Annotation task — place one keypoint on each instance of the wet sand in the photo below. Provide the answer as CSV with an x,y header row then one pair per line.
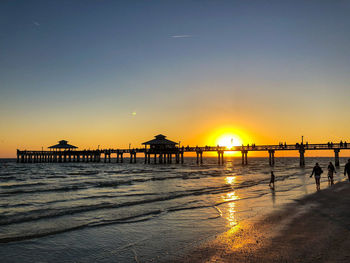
x,y
315,228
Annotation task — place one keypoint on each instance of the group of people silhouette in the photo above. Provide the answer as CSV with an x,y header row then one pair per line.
x,y
317,171
341,144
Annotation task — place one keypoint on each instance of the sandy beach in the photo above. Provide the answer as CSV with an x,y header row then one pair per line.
x,y
315,228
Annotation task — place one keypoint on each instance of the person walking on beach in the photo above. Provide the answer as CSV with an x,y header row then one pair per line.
x,y
347,169
272,180
331,171
317,171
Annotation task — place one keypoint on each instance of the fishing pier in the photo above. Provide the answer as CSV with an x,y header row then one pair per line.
x,y
163,151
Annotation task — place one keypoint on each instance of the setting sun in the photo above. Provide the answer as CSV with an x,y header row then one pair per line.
x,y
229,140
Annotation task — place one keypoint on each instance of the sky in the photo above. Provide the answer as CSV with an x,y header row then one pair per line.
x,y
114,73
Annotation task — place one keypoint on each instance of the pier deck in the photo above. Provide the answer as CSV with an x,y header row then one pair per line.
x,y
166,155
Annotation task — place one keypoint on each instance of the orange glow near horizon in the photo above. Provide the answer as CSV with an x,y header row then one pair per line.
x,y
229,137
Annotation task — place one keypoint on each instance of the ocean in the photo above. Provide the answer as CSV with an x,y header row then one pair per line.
x,y
98,212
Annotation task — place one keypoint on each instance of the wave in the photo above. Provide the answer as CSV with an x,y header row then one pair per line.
x,y
43,213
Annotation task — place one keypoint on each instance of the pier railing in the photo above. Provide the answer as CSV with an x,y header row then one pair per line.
x,y
166,155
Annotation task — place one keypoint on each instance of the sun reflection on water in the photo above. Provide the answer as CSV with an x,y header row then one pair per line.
x,y
231,204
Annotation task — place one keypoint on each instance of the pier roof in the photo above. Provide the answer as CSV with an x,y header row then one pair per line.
x,y
160,140
63,144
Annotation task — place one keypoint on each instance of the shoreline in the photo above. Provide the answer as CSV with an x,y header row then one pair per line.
x,y
315,228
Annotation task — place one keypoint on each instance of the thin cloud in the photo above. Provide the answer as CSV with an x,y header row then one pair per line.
x,y
181,36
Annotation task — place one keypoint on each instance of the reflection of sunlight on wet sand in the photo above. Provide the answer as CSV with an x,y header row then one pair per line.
x,y
231,205
230,179
231,211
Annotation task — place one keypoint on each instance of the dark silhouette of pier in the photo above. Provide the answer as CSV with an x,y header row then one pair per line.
x,y
164,151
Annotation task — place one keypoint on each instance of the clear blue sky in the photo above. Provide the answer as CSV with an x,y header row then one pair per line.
x,y
257,66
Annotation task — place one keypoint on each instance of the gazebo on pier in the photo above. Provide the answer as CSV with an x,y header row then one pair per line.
x,y
164,148
63,145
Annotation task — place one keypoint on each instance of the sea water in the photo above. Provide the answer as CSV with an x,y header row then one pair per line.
x,y
97,212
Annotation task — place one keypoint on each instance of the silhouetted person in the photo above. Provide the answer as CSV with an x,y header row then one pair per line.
x,y
331,171
347,169
317,171
272,180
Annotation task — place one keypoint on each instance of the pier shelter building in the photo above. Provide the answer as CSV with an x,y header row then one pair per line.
x,y
63,145
162,148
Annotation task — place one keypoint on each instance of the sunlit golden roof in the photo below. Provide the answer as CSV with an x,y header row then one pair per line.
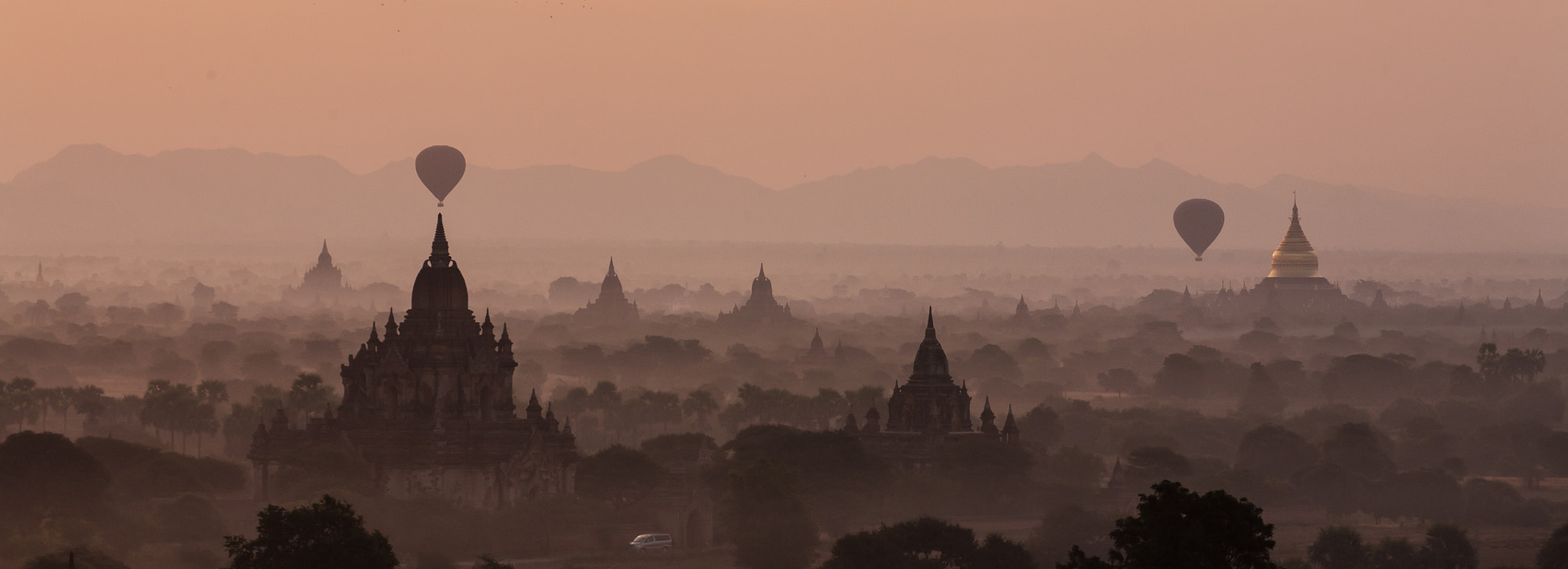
x,y
1294,257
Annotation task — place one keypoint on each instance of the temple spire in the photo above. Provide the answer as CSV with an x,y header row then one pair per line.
x,y
438,248
1294,257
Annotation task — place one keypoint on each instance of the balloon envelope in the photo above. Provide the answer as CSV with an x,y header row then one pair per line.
x,y
441,168
1198,221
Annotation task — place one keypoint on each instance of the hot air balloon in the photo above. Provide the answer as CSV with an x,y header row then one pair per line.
x,y
1198,221
441,168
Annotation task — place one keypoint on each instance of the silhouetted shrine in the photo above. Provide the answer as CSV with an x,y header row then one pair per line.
x,y
430,408
610,308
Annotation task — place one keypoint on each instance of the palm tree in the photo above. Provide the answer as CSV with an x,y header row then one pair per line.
x,y
90,404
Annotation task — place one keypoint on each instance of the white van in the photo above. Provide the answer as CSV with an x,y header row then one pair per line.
x,y
652,543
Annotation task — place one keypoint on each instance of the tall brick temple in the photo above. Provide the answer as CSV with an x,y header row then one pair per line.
x,y
430,408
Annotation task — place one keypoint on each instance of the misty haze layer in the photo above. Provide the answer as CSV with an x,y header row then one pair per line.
x,y
236,196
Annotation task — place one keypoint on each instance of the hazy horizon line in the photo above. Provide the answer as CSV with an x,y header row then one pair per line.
x,y
1090,157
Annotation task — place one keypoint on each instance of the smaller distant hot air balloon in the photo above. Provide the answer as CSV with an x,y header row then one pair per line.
x,y
441,168
1198,221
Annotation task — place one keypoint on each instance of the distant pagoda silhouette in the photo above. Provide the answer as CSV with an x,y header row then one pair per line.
x,y
927,411
322,283
430,408
610,308
761,309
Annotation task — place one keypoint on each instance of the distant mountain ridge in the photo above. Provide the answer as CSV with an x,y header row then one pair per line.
x,y
231,195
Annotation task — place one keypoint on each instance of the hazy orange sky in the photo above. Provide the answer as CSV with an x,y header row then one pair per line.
x,y
1454,97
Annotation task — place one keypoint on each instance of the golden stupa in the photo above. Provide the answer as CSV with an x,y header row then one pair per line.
x,y
1292,278
1294,257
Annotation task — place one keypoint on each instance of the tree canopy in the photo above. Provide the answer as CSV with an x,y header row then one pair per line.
x,y
1178,528
325,533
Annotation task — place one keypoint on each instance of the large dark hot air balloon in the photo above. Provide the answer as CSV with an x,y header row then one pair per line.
x,y
1198,221
441,168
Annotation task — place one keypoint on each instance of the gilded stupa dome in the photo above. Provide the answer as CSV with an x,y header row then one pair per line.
x,y
1294,257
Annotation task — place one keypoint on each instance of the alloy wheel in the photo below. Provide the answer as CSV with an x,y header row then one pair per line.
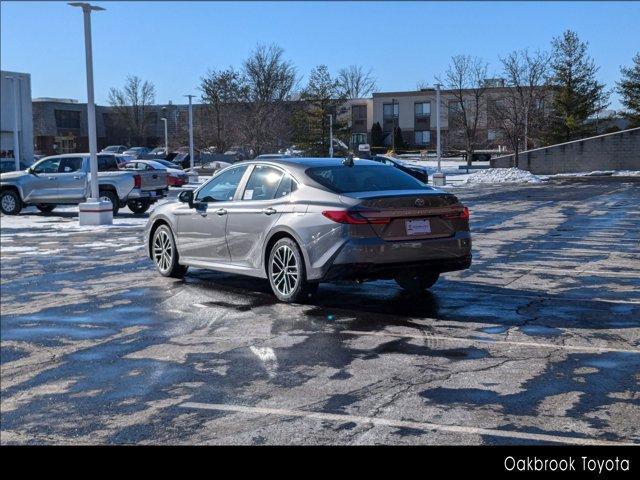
x,y
163,251
284,270
8,203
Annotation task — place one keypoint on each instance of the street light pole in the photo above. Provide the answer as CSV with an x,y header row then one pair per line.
x,y
438,150
16,136
191,159
393,130
166,137
439,177
93,211
91,106
331,136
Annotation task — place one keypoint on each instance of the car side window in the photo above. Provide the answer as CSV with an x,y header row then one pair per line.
x,y
70,165
287,185
263,183
107,163
222,188
48,166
________________________
What you need to do: Retype the records above line for line and exactly, omitting their pictures.

The answer:
Annotation task — place one keypoint on each instance of the wet sand in the photo below. Provide the answer as CSV with an x,y header row then one pair per line.
x,y
315,228
Annotation task — place one keypoint on each instance of the group of people silhouette in the photo above. Provide the answer as CSV with an x,y header row then one pair per line.
x,y
317,171
341,144
Annotation task — place one keypoint on each instance of the sandy beach in the photo above. Provide the answer as CSV with an x,y header row then one pair per line.
x,y
315,228
Annotation task — place one keypoint on each instance of the person walking on beach in the photo above. Provide the answer as CSV with an x,y header row then one pair per line.
x,y
347,169
272,180
331,171
317,171
Annotation task — place one keypoint on each instance of the fishing pier in the photo above. Provide the answer as CSV with an x,y header row then one pair per line.
x,y
163,151
Annotation task — place one keypoint on each instance of the setting sun in the photo above. Provide the answer as CSV with an x,y header row then one pair per line.
x,y
229,140
Annotation task — place one keypoint on each instance of the sky in the photo above. Provide the answer as CSV with an x,y header row then one pair per line.
x,y
114,73
Annotation task — place one keypoint on each instance of the pier deck in the photo above. Provide the answer as CSV with an x,y header row then one pair per line.
x,y
166,155
Annotation task — place one keypoint on each instance of the orange glow near horizon in the photo above. Provide the answer as CSV with an x,y header row then one pair per line.
x,y
229,137
Annotation task — place one keypoint on each instance of the ocean in the photo above. Provide the answer as CSV with an x,y header row then one pair per line.
x,y
98,212
Annotation task — place one keypoint on each instance of the wave in the photo above. Provide the answer as CSV with an x,y header row then one pair per line.
x,y
43,213
Annotation task — place one keypoint on each instance of the pier railing in the photo above. Provide the answer as CSV with an x,y header row then one pair per line.
x,y
166,155
Annotation task — place one keypoint on each instance of the sun reflection on water in the photo above. Provide the answer as CSV with an x,y header row then one pair per line.
x,y
231,204
Annotation task — place one keypoint on each instance of the pier roof in the photo above. Provide the answer as CSV with an x,y header row then one pair per line.
x,y
160,140
63,144
Annotation task — place one keypoint on each instance of the shoreline in the photo above. Provide the answer as CSV with an x,y header row then one pair per line.
x,y
315,228
Annotation task — place one keypoint on each instance of the thin cloud in the photo above. Provide the answer as CSV with an x,y header row then one pair per line.
x,y
181,36
Annotation task — place one keypoint on each instance of the reflection of sunlight on wet sand in the photo above. Provide the answer as CSV with an x,y header row then one pair per line.
x,y
231,205
230,179
231,211
Annotation task — place one keypoint on each instance of the dark silhouette of pier in the photo above. Provide the answer as CSV with an x,y header row then one pair per line.
x,y
164,151
Annotation task — place one keypoint on each instance of the clear blue sky in the photo above. Provide the answer as CSV with an x,y header row then one pair per line.
x,y
257,66
Annotation task — place one keypoint on each instance of the gazebo on pier in the photo above. Provide the answer as CSV with an x,y header row then one pair per line.
x,y
164,148
63,145
Annotation task — place one keypoint on each instance of the sea water in the photo above. Provide the answer as CSV with an x,y header row then one pair per line.
x,y
97,212
Annotation task — place one keypoint on each instance of the silhouetted person in the photo above. Provide the answer as CSV with an x,y header row then one pair per line.
x,y
331,171
347,169
317,171
272,180
Annotation task — place one keypoint on each instance of the pier shelter building in the photo above. Provide the answer as CSV with an x,y header row then one pair per line.
x,y
63,145
162,148
Annotation task — place one keypoint on each instance of the sunlit golden roof in the photo below. Provide the answer as CSV with an x,y header row then one pair per line.
x,y
1294,257
Annotation task — place one keypoint on each instance of the temple spire in the photo above. Provide the answer as CSV with an x,y header row then one pair per line.
x,y
438,248
1294,257
Annotation task — place one keypoint on each instance of the balloon envelope in the photo above. Provide the answer as CSV with an x,y header row then one pair per line.
x,y
441,168
1198,221
Annotation task — place one keypoint on each instance of the hot air balloon in the photo above. Provide the answer as CSV with an x,y header row then one pair per line.
x,y
1198,221
441,168
Annotation task — place one keypoint on each instance of the silhouetted shrine in the photo above. Provide the answer as CSV with an x,y header row then one pair per line.
x,y
430,408
610,308
Annotation task — place one keypoint on each instance of the palm tree in the photo above. Provide the answer as CSV with an x,y header row then one pair per line.
x,y
90,404
Annotation task — place one keypoint on each instance of the white van in the photo above. Provide the answer as CSV with an x,y header row then one pair per line.
x,y
652,543
Annotation task — place one keypoint on each instance of the tall brick temple in the photo above. Provide the answer as CSV with an x,y header row then one pair per line.
x,y
430,408
Annotation task — place one keypoint on each instance of the misty haze layer in the photo above. Provide the answer as CSV with an x,y header row then one pair per line.
x,y
236,196
Annotation task — place one keypoint on each instance of the hazy horizon line in the photo above. Provide the answer as CSV with an x,y header row then one pair per line.
x,y
1090,157
Annotation task — place one keypoint on each instance of the smaller distant hot air balloon in the photo above. Provide the answer as CSV with an x,y header row then one pair per line.
x,y
441,168
1198,221
Annotation task — place one keypoint on each instance of the distant pagoda silhouette in the photo above. Provide the answer as CSV with an x,y header row then one pair per line.
x,y
927,411
322,283
430,408
610,308
761,309
Annotation task — place one keypoint on each instance of the distant mountain ridge in the photo above. Provide the answer as CSV with an x,y header row then one pair per line.
x,y
231,195
Annotation task — place one keypoint on each instance of the hazy orange sky in the photo above. Provide the answer as CSV with an x,y header row then one pair per line.
x,y
1454,97
Annotation task — place one keypoint on each instance of the golden stupa in the photo above. Provide the answer as CSV with an x,y header row then one pair per line.
x,y
1292,278
1294,257
Annotation task — place one keypoint on each instance of the tree canopy in the photo above. Provide the answer as CSV with an x,y header row then one pair per line.
x,y
1178,528
325,533
Annotation task — place one keypoint on each instance of the large dark hot air balloon in the photo above. Provide the answer as CSV with an x,y header row then one pair per line.
x,y
1198,221
441,168
Annotation task — place one keypoint on each instance of the gilded stupa dome in the photo above. Provide the answer as CSV with an x,y header row then one pair per line.
x,y
1294,257
Annotation task — place one keypoint on each instance of the alloy wheel in the photo below. Provide the answer as CSV with an x,y header row then one pair per line.
x,y
163,251
284,270
8,203
Annotation task — place one keypoint on each instance of the street light pole in the photo above. Provide the answer as CSV with an x,y header row then one pair per line.
x,y
438,150
16,136
191,159
393,130
166,137
439,177
93,211
91,106
331,136
Annotation task — place one keypoint on each instance of the car side window in the photo above. Provide the answer as CSV with an x,y header row then one pair per line.
x,y
70,165
287,185
263,183
107,163
222,188
48,166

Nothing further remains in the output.